EXERCISE INSTRUCTIONS. Format the lines starting at the line that contains "Give the segmentation of every instance of the **wrinkled" and ending at the line that contains "M 144 30 L 139" as a JSON list of strings, one string per line, with blank lines left out.

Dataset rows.

_ _ _ _

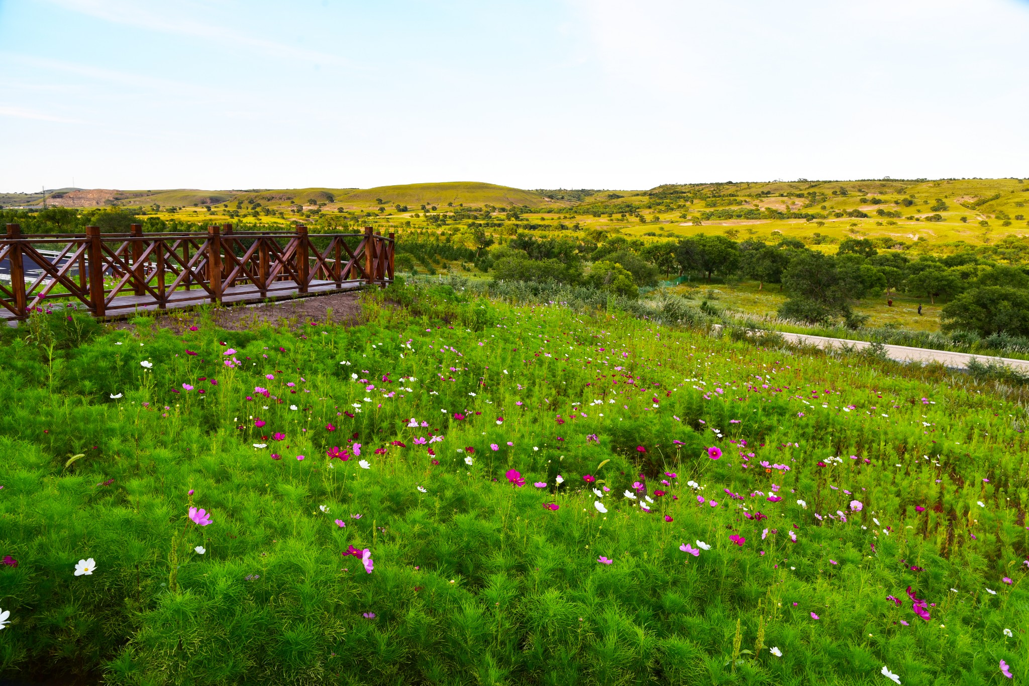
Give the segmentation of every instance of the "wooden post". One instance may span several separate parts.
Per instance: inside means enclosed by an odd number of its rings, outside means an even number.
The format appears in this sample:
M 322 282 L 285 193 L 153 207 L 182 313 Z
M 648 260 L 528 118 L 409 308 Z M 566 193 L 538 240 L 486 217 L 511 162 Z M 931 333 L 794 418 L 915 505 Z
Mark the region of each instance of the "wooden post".
M 99 226 L 86 226 L 86 269 L 90 272 L 90 305 L 94 317 L 106 314 L 106 292 L 104 291 L 104 243 Z
M 268 275 L 272 269 L 272 265 L 269 263 L 268 242 L 272 239 L 261 236 L 256 240 L 259 244 L 257 246 L 257 278 L 260 279 L 257 289 L 260 291 L 261 297 L 268 297 Z
M 207 229 L 207 279 L 211 284 L 211 302 L 221 302 L 221 230 Z
M 310 264 L 308 262 L 308 227 L 304 224 L 296 225 L 296 275 L 300 283 L 296 285 L 299 293 L 308 292 L 308 281 L 310 281 Z
M 222 248 L 224 248 L 226 255 L 228 254 L 228 251 L 233 250 L 233 244 L 236 243 L 236 241 L 232 238 L 232 236 L 233 236 L 233 225 L 232 224 L 222 224 L 221 225 L 221 238 L 222 238 L 221 246 L 222 246 Z M 229 262 L 229 264 L 230 263 L 232 262 Z M 230 266 L 225 266 L 225 272 L 226 273 L 227 272 L 232 272 L 232 267 Z M 224 276 L 224 275 L 222 275 L 222 276 Z M 232 282 L 226 282 L 225 285 L 224 285 L 224 287 L 225 288 L 230 288 L 232 286 L 235 286 L 235 285 L 236 285 L 236 280 L 234 279 Z
M 335 261 L 332 262 L 332 280 L 335 281 L 335 287 L 340 288 L 343 286 L 343 264 L 340 260 L 343 258 L 343 237 L 335 238 Z
M 10 264 L 10 289 L 14 293 L 14 310 L 17 311 L 19 319 L 24 319 L 29 313 L 25 294 L 25 258 L 22 256 L 21 224 L 7 224 L 7 240 L 10 241 L 7 263 Z
M 130 231 L 134 239 L 143 238 L 143 224 L 130 224 Z M 136 295 L 143 295 L 146 291 L 143 289 L 143 280 L 146 278 L 146 268 L 142 264 L 143 259 L 143 242 L 133 241 L 132 242 L 132 270 L 134 275 L 133 284 L 135 286 L 134 291 Z
M 165 292 L 167 286 L 165 284 L 165 250 L 168 249 L 168 244 L 165 243 L 164 239 L 159 239 L 157 243 L 157 249 L 154 252 L 156 255 L 155 263 L 157 265 L 157 308 L 159 310 L 165 310 L 168 306 L 168 293 Z M 186 261 L 188 264 L 189 262 Z M 187 287 L 188 289 L 188 287 Z
M 370 286 L 376 283 L 376 239 L 371 236 L 371 227 L 364 227 L 364 273 Z

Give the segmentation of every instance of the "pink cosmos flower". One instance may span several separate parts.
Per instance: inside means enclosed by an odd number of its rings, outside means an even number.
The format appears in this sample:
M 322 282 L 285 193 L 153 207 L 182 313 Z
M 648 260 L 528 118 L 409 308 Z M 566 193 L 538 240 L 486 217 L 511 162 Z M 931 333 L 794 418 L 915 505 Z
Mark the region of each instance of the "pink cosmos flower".
M 211 523 L 211 514 L 209 512 L 205 512 L 203 509 L 198 510 L 196 507 L 189 508 L 189 518 L 193 520 L 193 523 L 201 527 L 206 527 Z
M 525 485 L 525 479 L 522 478 L 522 473 L 514 469 L 508 469 L 504 473 L 504 476 L 507 477 L 507 480 L 510 481 L 512 485 L 517 485 L 519 488 Z

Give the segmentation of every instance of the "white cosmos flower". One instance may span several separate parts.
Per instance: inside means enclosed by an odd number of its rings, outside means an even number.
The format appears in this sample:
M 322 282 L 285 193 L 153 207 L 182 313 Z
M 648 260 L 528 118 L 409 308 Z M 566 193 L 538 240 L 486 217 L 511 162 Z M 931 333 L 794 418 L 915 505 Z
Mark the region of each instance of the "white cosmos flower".
M 75 565 L 75 576 L 90 575 L 97 569 L 97 561 L 93 557 L 80 559 Z
M 879 673 L 882 674 L 887 679 L 892 679 L 893 683 L 895 683 L 895 684 L 899 684 L 900 683 L 900 677 L 898 677 L 895 674 L 893 674 L 892 672 L 890 672 L 889 669 L 885 664 L 883 665 L 883 669 L 880 670 Z

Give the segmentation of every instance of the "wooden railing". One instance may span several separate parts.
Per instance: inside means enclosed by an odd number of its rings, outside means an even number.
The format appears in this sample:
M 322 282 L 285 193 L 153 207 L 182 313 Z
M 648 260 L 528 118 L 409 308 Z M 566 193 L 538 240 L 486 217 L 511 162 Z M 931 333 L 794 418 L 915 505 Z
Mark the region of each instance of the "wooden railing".
M 238 231 L 207 233 L 24 234 L 7 224 L 0 239 L 0 314 L 25 319 L 54 301 L 78 301 L 94 316 L 139 308 L 182 308 L 286 297 L 393 281 L 393 233 L 309 234 Z

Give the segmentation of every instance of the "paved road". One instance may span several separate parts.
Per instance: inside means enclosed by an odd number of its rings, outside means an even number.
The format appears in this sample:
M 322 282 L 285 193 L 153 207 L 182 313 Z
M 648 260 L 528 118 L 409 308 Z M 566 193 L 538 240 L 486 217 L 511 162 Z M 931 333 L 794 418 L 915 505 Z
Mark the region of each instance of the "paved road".
M 845 338 L 829 338 L 827 336 L 813 336 L 807 333 L 787 333 L 780 331 L 780 335 L 790 342 L 803 342 L 815 345 L 819 348 L 842 348 L 844 346 L 855 349 L 867 348 L 872 344 L 867 340 L 847 340 Z M 987 355 L 970 355 L 968 353 L 951 353 L 945 350 L 930 350 L 928 348 L 909 348 L 908 346 L 884 346 L 886 355 L 891 360 L 898 362 L 941 362 L 948 367 L 964 369 L 968 366 L 968 361 L 977 359 L 984 364 L 996 362 L 1019 371 L 1029 372 L 1029 360 L 1013 360 L 1007 357 L 989 357 Z

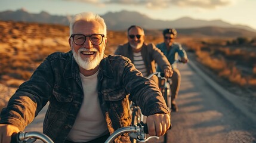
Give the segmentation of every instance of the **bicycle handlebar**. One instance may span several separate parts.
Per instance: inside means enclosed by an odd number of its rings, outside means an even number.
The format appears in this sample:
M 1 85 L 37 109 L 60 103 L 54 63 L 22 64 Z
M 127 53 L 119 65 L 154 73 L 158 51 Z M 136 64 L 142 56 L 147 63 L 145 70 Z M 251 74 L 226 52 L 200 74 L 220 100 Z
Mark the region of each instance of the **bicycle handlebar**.
M 152 138 L 159 139 L 158 136 L 149 136 L 146 138 L 146 134 L 148 133 L 146 124 L 138 124 L 137 126 L 121 128 L 115 131 L 104 143 L 112 142 L 115 139 L 121 134 L 129 133 L 129 136 L 137 139 L 140 142 L 147 142 Z M 45 143 L 54 143 L 48 136 L 39 132 L 20 132 L 11 135 L 11 143 L 16 142 L 34 142 L 36 139 L 40 139 Z
M 48 136 L 39 132 L 14 133 L 11 135 L 11 143 L 23 142 L 26 139 L 28 139 L 29 141 L 26 141 L 26 142 L 34 142 L 37 139 L 39 139 L 45 143 L 54 143 L 53 140 Z

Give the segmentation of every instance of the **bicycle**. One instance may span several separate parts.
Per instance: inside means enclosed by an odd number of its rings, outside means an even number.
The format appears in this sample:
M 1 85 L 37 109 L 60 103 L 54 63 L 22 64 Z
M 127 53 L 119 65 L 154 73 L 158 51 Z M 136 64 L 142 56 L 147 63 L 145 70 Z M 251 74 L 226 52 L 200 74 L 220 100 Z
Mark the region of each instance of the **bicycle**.
M 141 113 L 140 108 L 133 102 L 131 102 L 130 109 L 131 111 L 131 125 L 136 126 L 138 124 L 143 124 L 144 115 Z M 137 141 L 132 136 L 130 138 L 132 143 L 136 143 Z
M 171 112 L 171 80 L 164 77 L 164 73 L 162 72 L 155 72 L 151 73 L 149 76 L 148 79 L 150 79 L 153 76 L 156 75 L 158 78 L 159 88 L 160 91 L 163 95 L 165 99 L 165 103 L 167 105 L 167 107 L 169 109 Z M 167 132 L 164 136 L 164 143 L 166 143 L 168 140 L 168 133 Z
M 146 124 L 138 124 L 136 126 L 121 128 L 115 131 L 106 140 L 104 143 L 112 143 L 118 136 L 128 133 L 129 136 L 133 136 L 137 141 L 146 142 L 153 138 L 158 139 L 158 136 L 149 136 L 146 138 L 146 134 L 147 133 L 147 126 Z M 46 135 L 39 132 L 20 132 L 17 133 L 14 133 L 11 136 L 12 143 L 23 143 L 23 142 L 35 142 L 36 139 L 39 139 L 45 143 L 54 143 Z

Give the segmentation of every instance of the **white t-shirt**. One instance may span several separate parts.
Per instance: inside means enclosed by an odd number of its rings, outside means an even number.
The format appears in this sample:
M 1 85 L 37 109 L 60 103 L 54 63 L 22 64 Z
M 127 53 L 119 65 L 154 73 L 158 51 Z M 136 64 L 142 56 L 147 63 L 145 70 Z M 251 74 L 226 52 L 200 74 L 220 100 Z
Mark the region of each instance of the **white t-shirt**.
M 97 75 L 80 73 L 84 90 L 84 100 L 74 125 L 67 136 L 73 142 L 87 142 L 109 132 L 107 123 L 100 108 L 98 98 Z
M 141 53 L 134 52 L 133 53 L 134 64 L 135 67 L 144 76 L 147 76 L 147 69 L 144 63 L 143 59 L 142 58 Z

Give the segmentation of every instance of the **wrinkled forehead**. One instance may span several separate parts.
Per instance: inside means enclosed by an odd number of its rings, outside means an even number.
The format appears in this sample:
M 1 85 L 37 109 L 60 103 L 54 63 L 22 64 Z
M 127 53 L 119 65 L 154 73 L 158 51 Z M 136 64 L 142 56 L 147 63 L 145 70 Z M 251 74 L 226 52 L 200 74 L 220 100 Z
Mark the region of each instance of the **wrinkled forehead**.
M 170 33 L 166 33 L 164 36 L 165 37 L 169 37 L 171 38 L 174 38 L 174 34 L 170 34 Z
M 104 34 L 104 28 L 98 21 L 79 20 L 73 27 L 73 33 L 81 34 Z
M 144 30 L 139 27 L 132 27 L 128 31 L 129 35 L 144 35 Z

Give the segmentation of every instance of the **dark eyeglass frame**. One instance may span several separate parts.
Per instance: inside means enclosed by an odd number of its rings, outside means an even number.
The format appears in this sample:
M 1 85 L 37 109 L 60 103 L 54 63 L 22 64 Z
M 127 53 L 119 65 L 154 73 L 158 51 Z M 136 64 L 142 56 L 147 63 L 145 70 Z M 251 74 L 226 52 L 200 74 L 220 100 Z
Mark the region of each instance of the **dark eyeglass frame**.
M 78 43 L 76 43 L 76 40 L 75 39 L 75 36 L 76 36 L 76 35 L 81 35 L 81 36 L 84 36 L 84 41 L 82 42 L 82 43 L 79 43 L 79 44 L 78 44 Z M 95 36 L 95 35 L 100 35 L 100 36 L 101 36 L 101 42 L 100 42 L 100 43 L 96 43 L 95 44 L 95 42 L 94 42 L 94 41 L 93 41 L 91 38 L 92 38 L 92 36 Z M 83 35 L 83 34 L 73 34 L 73 35 L 71 35 L 71 36 L 70 36 L 70 38 L 72 38 L 72 39 L 73 39 L 73 41 L 74 42 L 74 43 L 76 45 L 83 45 L 85 42 L 85 41 L 86 41 L 86 38 L 87 37 L 89 37 L 89 39 L 90 39 L 90 41 L 91 41 L 91 42 L 92 43 L 92 45 L 100 45 L 100 44 L 101 44 L 102 43 L 102 42 L 103 41 L 103 38 L 105 36 L 105 35 L 102 35 L 102 34 L 92 34 L 92 35 L 87 35 L 87 36 L 85 36 L 85 35 Z
M 168 36 L 165 36 L 164 37 L 165 39 L 174 39 L 174 38 L 171 38 L 171 37 L 168 37 Z
M 131 38 L 131 39 L 134 39 L 135 36 L 136 36 L 136 38 L 138 39 L 140 39 L 140 38 L 141 37 L 141 35 L 129 35 L 129 38 Z

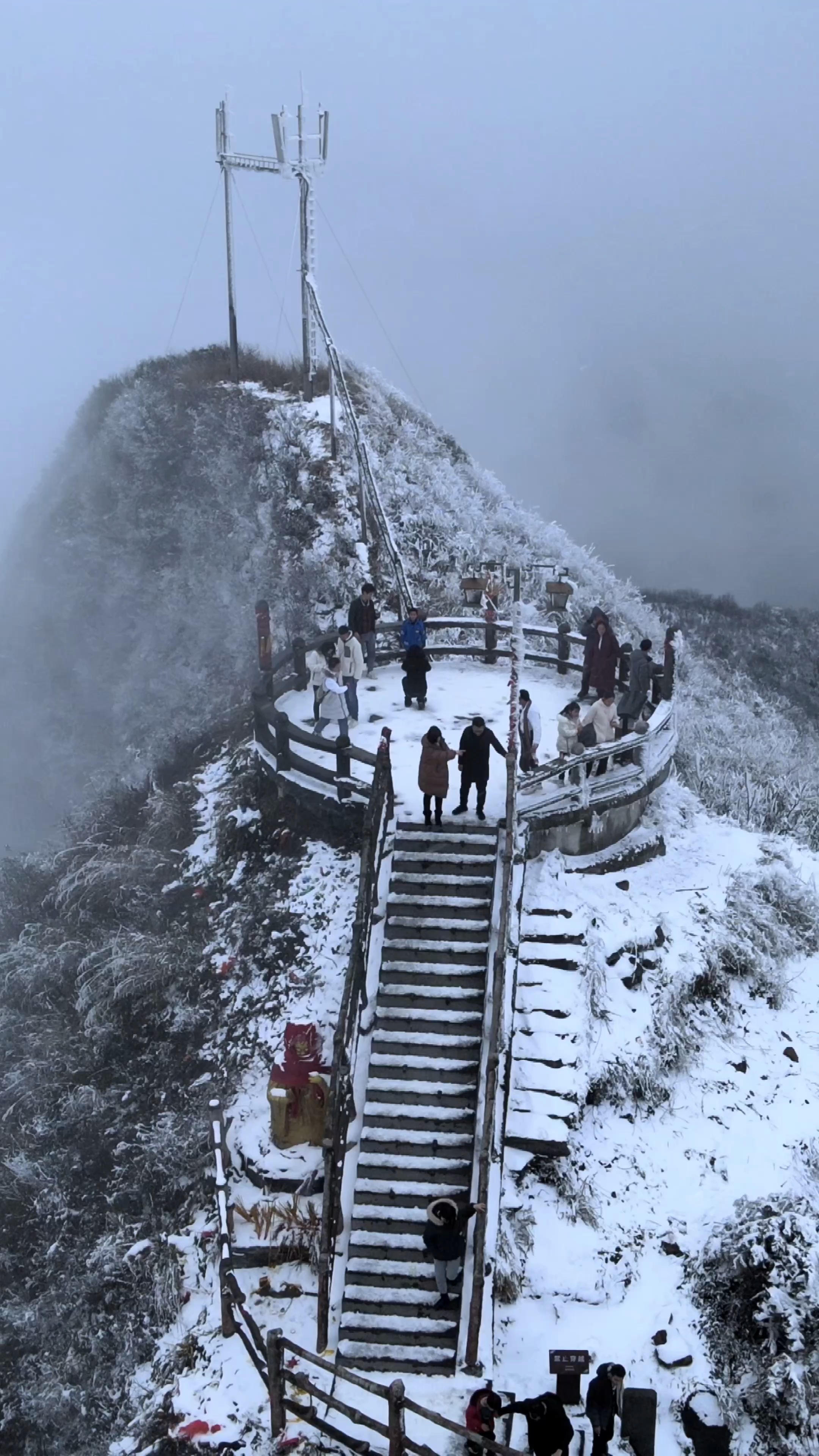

_ _ _ _

SOLUTION.
[
  "Give the segmentation of every instance of the **wrinkled forehead**. One instance may span several separate parts.",
  "Per instance: inside means enclosed by an odd number of its rings, outside means an even number.",
  "The format appears in this sample:",
  "M 1 85 L 37 109 L 60 103 L 54 63 L 22 64 Z",
  "M 127 53 L 119 65 L 154 73 L 158 51 Z M 136 64 L 142 56 L 147 63 L 145 70 Z M 251 74 L 226 52 L 200 74 L 220 100 Z",
  "Mark the region of each instance of the **wrinkled forehead**.",
  "M 170 33 L 166 33 L 164 36 L 165 37 L 169 37 L 171 38 L 174 38 L 174 34 L 170 34 Z",
  "M 104 34 L 104 28 L 98 21 L 79 20 L 73 27 L 73 33 L 81 34 Z",
  "M 144 30 L 139 27 L 132 27 L 128 31 L 129 35 L 144 35 Z"
]